Keep only the lines of the items below that contain the string "Target", and copy each one out in full. Case counts, so a line matches only when the capitalization is identical.
%%
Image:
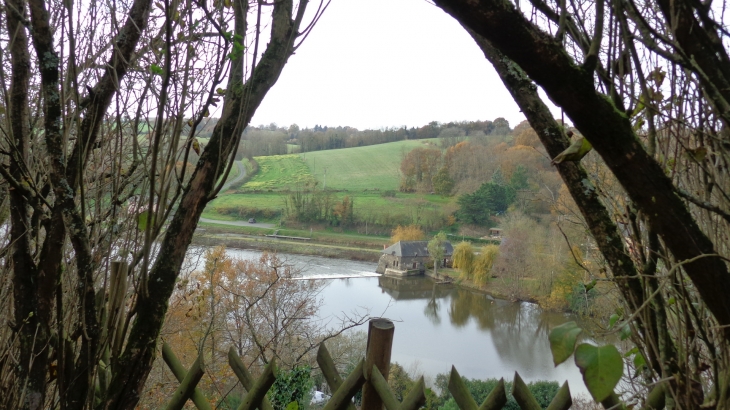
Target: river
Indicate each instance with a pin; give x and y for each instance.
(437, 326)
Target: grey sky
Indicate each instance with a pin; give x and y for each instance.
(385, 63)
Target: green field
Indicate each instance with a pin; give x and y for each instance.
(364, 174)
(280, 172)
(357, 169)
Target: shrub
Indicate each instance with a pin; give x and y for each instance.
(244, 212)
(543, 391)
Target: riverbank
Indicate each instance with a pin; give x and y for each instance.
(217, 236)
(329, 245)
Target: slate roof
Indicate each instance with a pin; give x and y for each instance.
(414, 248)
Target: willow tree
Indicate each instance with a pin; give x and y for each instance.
%%
%%
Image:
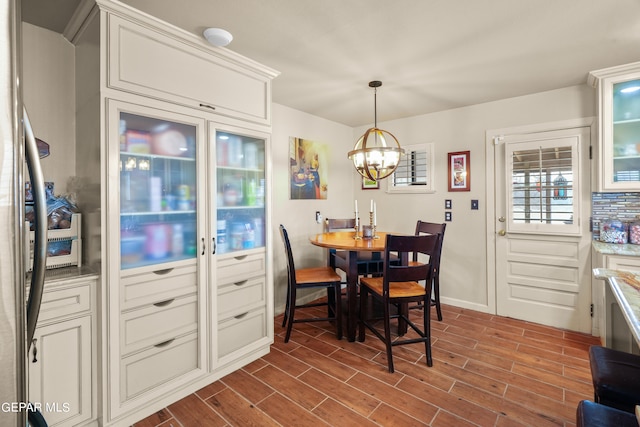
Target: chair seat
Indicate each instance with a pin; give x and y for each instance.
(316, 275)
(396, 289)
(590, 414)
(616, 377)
%%
**Correct output**
Target: river
Target: grey sky
Target: green field
Target: shrub
Target: riverbank
Target: slate roof
Target: willow tree
Target: chair seat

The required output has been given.